## start Extracted material
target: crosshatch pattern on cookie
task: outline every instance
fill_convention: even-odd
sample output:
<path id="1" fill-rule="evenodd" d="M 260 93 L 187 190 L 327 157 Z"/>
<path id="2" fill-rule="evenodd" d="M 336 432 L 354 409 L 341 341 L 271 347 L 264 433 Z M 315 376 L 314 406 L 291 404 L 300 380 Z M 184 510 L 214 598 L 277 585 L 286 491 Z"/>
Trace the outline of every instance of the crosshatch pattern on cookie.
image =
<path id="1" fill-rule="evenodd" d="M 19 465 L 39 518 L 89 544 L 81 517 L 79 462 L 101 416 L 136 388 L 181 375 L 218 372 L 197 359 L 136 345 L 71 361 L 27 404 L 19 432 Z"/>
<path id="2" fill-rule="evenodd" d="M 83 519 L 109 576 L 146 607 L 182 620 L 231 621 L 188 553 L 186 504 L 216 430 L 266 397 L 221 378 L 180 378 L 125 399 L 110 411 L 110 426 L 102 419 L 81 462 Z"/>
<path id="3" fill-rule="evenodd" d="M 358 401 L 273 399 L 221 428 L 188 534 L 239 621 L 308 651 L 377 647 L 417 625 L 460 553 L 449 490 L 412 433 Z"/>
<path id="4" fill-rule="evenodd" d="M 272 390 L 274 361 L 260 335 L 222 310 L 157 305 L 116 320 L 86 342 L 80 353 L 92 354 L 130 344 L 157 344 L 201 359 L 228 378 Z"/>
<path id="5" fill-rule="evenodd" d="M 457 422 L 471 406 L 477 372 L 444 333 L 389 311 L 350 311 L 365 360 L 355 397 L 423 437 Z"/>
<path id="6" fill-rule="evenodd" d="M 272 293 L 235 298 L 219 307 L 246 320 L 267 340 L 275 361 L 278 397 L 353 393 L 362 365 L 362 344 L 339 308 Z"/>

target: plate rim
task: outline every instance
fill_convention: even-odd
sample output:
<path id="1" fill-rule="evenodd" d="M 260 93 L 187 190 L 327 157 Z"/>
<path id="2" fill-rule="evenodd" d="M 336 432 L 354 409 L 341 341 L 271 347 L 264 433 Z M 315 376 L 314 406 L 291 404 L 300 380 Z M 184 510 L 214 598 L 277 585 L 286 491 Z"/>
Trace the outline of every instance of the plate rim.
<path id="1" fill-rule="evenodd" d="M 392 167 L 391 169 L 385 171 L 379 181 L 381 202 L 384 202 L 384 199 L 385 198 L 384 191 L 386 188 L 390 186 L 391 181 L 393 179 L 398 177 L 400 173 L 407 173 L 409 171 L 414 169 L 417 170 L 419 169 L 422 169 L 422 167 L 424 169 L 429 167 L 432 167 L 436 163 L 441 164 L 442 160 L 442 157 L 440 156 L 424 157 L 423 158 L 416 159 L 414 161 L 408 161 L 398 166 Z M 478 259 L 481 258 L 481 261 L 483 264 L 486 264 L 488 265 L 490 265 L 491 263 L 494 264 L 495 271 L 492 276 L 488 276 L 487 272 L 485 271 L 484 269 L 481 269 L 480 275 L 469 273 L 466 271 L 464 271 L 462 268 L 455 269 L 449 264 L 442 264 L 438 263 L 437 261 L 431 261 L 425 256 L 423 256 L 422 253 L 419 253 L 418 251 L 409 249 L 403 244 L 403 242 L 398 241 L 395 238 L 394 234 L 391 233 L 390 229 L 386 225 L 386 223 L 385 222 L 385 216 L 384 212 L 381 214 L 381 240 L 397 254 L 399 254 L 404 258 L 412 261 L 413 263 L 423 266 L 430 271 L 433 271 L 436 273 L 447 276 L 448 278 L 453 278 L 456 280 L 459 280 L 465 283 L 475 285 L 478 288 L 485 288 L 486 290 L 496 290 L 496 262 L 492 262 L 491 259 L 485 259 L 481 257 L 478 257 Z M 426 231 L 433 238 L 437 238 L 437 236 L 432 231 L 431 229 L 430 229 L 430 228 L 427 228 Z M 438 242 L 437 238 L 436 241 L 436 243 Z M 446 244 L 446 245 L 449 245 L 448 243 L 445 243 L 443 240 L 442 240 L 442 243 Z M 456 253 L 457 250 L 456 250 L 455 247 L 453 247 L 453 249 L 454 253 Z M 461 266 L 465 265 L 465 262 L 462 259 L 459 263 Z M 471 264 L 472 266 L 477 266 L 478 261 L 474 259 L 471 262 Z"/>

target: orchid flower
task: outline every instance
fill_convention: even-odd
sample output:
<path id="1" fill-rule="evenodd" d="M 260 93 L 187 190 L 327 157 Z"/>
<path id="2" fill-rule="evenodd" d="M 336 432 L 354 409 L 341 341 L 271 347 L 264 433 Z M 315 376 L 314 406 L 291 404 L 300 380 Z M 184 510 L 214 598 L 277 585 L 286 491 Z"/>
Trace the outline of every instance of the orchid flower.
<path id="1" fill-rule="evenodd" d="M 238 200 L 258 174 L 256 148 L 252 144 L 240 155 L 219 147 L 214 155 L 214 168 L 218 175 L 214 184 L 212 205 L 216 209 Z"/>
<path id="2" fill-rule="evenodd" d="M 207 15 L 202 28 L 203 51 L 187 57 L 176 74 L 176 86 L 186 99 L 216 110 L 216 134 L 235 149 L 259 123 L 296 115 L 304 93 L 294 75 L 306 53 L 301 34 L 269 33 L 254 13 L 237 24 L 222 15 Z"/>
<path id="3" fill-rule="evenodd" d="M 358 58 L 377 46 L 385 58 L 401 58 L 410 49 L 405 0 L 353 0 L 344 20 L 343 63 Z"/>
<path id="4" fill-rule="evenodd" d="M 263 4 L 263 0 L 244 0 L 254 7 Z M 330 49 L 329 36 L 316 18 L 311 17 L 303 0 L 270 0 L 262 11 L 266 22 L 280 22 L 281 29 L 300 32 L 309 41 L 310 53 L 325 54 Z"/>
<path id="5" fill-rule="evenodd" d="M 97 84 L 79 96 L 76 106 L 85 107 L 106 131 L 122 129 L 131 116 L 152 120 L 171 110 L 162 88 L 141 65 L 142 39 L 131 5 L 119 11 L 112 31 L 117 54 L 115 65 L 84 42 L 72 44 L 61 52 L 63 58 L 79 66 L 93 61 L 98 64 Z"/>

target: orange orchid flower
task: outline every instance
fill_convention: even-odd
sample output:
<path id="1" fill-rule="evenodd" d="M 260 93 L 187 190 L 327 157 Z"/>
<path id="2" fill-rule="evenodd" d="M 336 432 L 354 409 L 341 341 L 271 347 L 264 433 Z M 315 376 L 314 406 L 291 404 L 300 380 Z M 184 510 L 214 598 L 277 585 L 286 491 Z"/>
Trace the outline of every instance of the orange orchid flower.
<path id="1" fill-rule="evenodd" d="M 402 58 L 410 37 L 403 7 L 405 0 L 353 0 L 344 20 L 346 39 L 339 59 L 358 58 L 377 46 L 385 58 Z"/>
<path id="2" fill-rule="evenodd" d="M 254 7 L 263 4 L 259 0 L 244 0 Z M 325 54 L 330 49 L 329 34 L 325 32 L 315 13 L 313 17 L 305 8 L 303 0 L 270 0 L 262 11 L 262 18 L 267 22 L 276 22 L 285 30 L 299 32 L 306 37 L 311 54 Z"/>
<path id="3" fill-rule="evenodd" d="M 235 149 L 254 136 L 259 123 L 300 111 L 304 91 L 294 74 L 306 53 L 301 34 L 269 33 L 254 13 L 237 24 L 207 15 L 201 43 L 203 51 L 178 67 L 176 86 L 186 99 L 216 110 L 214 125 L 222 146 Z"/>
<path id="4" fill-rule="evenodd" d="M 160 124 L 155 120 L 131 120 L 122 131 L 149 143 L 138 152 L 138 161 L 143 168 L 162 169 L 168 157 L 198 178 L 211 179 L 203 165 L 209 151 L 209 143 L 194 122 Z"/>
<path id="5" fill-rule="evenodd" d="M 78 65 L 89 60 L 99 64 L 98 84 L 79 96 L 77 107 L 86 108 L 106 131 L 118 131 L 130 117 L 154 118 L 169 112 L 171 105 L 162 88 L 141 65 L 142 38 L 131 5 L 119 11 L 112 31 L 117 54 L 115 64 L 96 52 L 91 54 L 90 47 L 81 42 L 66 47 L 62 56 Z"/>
## end Extracted material
Copy out the lines of the records verbatim, from the line with "target: plate rim" up to and including the line with "Trace the outline of every instance of the plate".

target: plate rim
task: outline every instance
fill_convention: even-odd
sample output:
<path id="1" fill-rule="evenodd" d="M 260 93 L 187 190 L 327 157 Z"/>
<path id="2" fill-rule="evenodd" d="M 336 432 L 354 409 L 341 341 L 271 347 L 264 433 Z M 315 376 L 314 406 L 291 404 L 300 380 Z M 184 510 L 214 598 L 277 585 L 286 491 Z"/>
Trace the outline of every instance of the plate rim.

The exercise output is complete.